==== Data listing

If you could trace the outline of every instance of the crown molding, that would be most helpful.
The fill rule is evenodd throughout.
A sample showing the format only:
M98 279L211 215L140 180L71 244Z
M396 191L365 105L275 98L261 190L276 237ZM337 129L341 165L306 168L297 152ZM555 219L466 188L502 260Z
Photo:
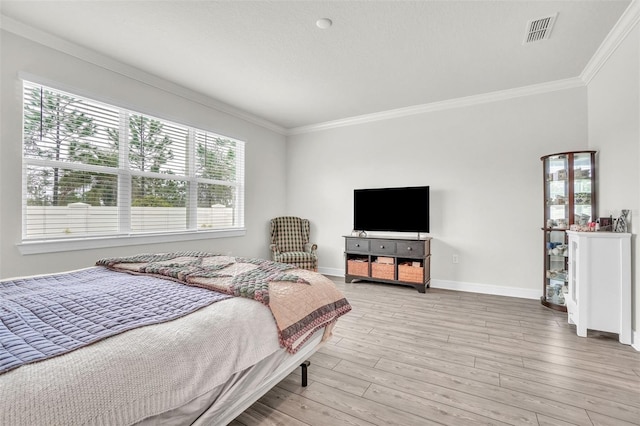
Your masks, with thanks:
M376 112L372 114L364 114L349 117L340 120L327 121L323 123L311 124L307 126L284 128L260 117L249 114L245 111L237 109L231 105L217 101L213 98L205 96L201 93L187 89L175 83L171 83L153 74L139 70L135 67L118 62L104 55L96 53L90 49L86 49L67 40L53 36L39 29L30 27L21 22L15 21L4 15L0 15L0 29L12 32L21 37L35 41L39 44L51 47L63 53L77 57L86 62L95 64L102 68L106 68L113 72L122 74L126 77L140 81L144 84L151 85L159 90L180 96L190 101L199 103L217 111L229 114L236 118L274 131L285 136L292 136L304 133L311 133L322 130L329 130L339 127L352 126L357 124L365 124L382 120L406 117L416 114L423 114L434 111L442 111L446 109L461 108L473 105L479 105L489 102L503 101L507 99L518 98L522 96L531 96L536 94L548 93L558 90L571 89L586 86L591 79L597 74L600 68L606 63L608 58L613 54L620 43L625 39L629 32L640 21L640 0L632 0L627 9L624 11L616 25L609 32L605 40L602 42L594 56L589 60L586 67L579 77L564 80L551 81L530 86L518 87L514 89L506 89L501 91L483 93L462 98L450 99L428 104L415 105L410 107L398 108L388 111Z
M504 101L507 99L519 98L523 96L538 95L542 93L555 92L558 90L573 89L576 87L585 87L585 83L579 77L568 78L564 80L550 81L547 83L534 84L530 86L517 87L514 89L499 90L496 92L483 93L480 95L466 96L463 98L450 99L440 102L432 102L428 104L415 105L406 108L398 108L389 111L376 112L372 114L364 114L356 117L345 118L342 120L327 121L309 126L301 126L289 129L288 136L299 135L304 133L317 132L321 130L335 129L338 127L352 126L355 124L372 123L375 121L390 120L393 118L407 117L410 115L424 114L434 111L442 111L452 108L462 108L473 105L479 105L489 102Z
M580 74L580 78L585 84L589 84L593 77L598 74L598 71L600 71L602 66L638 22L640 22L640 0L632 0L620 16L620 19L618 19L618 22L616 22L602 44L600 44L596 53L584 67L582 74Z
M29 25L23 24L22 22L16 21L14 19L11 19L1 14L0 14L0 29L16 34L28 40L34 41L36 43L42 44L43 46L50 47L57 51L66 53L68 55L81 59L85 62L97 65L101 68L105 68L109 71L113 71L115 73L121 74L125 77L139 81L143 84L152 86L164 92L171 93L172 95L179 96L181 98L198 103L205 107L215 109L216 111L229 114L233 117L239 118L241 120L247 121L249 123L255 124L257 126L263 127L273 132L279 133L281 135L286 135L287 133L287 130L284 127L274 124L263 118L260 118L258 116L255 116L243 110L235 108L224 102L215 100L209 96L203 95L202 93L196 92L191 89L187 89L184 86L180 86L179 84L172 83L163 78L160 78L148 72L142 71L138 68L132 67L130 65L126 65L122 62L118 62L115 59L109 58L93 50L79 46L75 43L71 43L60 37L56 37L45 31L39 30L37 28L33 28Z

========
==== Data listing

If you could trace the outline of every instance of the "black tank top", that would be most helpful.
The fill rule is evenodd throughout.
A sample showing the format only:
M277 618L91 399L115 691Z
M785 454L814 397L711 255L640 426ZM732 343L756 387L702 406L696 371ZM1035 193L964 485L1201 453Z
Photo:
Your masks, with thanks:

========
==== Data listing

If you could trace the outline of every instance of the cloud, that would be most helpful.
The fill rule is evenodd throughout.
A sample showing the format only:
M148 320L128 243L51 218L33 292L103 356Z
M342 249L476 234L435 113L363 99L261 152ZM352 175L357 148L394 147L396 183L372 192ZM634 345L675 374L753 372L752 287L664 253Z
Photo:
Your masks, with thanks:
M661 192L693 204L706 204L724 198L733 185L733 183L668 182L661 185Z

========

Your answer should be each line of the data that contains the word "every", copied as it stands.

Solution to this task:
If you could trace the outline of every instance of the crown molding, that would be most helpful.
If you could trace the outline of every instance of the "black tank top", that would be most helpful.
If you could trace the outline of every instance of the cloud, that would be most helpful.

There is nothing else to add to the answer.